Interview with Mike Farrell, Ben Jones
Alan Colmes, Sean Hannity
Hannity & Colmes (Fox News Network)
HANNITY: As we continue on HANNITY & COLMES, I'm Sean Hannity.
Still to come, an anti-war protestor who thinks that just getting
naked is sort of your way to get your message heard. You're
going to meet her tonight. But first, singer Sheryl Crow made
her anti-war sentiments heard at last night's "American Music
Awards."
(BEGIN VIDEO CLIP)
SHERYL CROW, SINGER: I know this is an awards show, but I just want to encourage everybody to get involved in some kind of movement for peace.
(END VIDEO CLIP)
HANNITY: She's one of a growing number of celebrities who are protesting possible war with Iraq, including Martin Sheen, Kim Basinger, Sean Penn. Joining us from Washington, former congressman, our good friend, former star of the "Dukes Of Hazzard," Ben Jones. And from Los Angeles, former "MASH" star, my favorite Hollywood liberal, Mike Farrell...
MIKE FARRELL, ARTISTS UNTIED TO WIN WITHOUT WAR: I'm sure.
HANNITY: ... who's the organizer of Artists United to Win Without War, a group that recently released a letter expressing their opposition to a preemptive strike against Iraq. Let me just read more of what Sheryl Crow said last night. She said, "I think war is based on greed. And there's huge karmic retributions that will follow. I think war is never the answer to solving problems. The best way to solve problems is not to have enemies." Mike Farrell, Nazi Germany, imperial Japan, Hitler, Tojo, Mussolini, Pol Pot? We're supposed to be friends and to be engaged in an act of war against them is wrong?
FARRELL: Oh, come on, you know...
HANNITY: That's what she said.
FARRELL: Sheryl Crow -- well fine, she expressed her opinion. And she certainly deserves to be able to express her opinion. I think that the ideas that she expressed or the ideals she expressed are something we all ought to be working toward.
HANNITY: I agree with that, but you know some -- there are certain evils. Somebody breaks into your house, Mike Farrell, I'm going to guess...
FARRELL: Yes, I have no argument.
HANNITY: No argument.
FARRELL: I don't -- I'm not against self-defense. I'm against pre- emptive strikes. I'm against the kind of arrogance that we're seeing demonstrated here by the United States government.

══════════

_EXERCISE A_
Locate each line in the rows that contains the string "gravelly" and copy those lines.
The transcript and the rows have no connection to each other.

Rows from an annotation dataset

══════════

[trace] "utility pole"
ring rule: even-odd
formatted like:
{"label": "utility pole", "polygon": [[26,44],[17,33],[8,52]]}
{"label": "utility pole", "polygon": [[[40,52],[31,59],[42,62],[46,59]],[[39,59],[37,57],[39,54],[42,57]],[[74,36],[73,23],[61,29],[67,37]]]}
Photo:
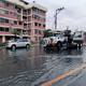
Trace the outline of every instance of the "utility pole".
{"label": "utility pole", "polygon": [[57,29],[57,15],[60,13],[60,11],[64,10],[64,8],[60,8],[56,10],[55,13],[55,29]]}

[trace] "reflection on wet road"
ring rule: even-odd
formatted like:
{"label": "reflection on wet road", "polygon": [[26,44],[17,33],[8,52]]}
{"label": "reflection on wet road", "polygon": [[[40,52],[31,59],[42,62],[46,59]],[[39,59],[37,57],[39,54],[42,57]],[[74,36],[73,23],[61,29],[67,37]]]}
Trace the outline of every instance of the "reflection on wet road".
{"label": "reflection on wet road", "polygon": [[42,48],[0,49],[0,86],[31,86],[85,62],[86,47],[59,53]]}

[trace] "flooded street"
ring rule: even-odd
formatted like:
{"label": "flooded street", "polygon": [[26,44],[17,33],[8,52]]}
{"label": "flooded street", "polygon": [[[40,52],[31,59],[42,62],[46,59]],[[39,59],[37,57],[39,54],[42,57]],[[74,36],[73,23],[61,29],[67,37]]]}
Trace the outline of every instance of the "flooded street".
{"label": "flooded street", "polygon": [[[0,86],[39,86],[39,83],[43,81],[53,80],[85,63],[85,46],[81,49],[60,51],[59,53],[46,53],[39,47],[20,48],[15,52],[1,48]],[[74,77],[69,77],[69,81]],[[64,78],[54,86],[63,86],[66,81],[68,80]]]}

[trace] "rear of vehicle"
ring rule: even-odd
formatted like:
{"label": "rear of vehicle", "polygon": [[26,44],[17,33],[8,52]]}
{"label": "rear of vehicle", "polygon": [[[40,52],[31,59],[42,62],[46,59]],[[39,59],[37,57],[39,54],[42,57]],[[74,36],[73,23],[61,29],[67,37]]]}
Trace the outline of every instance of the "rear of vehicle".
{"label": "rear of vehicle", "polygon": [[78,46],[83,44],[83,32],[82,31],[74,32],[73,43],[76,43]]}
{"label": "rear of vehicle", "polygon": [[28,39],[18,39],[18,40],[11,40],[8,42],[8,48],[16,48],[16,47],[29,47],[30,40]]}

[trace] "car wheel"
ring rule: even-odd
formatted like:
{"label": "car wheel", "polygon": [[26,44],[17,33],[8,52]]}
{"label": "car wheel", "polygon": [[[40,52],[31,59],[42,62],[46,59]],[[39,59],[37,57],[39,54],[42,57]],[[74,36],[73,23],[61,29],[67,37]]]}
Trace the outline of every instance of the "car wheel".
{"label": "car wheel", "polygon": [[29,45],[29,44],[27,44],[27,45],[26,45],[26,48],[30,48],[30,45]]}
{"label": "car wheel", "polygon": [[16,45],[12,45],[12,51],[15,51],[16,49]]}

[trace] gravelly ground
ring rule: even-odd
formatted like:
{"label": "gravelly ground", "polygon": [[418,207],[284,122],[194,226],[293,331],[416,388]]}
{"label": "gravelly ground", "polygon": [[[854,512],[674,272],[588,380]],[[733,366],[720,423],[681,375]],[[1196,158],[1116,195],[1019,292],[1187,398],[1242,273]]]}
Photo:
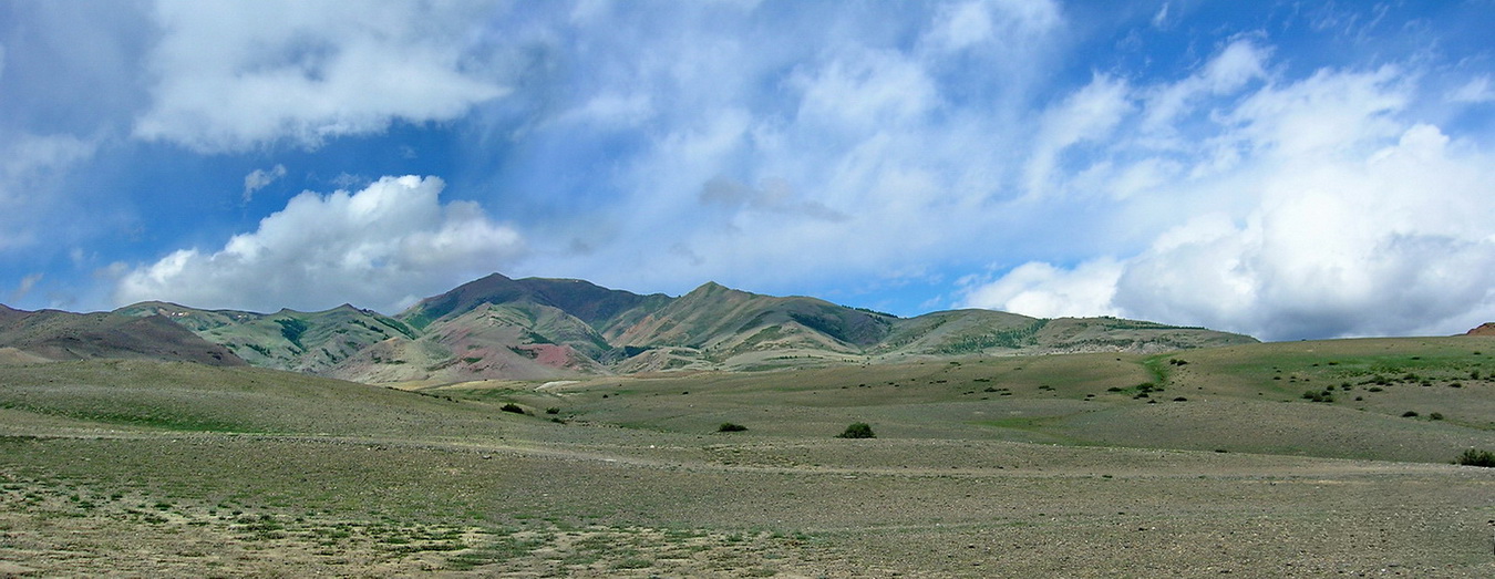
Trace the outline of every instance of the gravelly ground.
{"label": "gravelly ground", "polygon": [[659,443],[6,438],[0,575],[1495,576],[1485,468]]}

══════════

_EXERCISE B_
Answer these questions from the Hannity & Colmes transcript:
(i) At which awards show did Sheryl Crow voice her anti-war sentiments?
(ii) What group is Mike Farrell the organizer of?
(iii) From which city does Ben Jones join the program?

_CORRECT ANSWER A_
[trace] gravelly ground
{"label": "gravelly ground", "polygon": [[418,207],[284,122],[194,226],[293,331],[416,388]]}
{"label": "gravelly ground", "polygon": [[[854,512],[674,272],[588,380]],[[733,366],[720,423],[681,375]],[[1196,158],[1116,195],[1019,292],[1187,398],[1242,273]]]}
Trace the outline of every instance of the gravelly ground.
{"label": "gravelly ground", "polygon": [[659,443],[6,438],[0,575],[1495,576],[1485,468]]}

_CORRECT ANSWER B_
(i) The American Music Awards
(ii) Artists United to Win Without War
(iii) Washington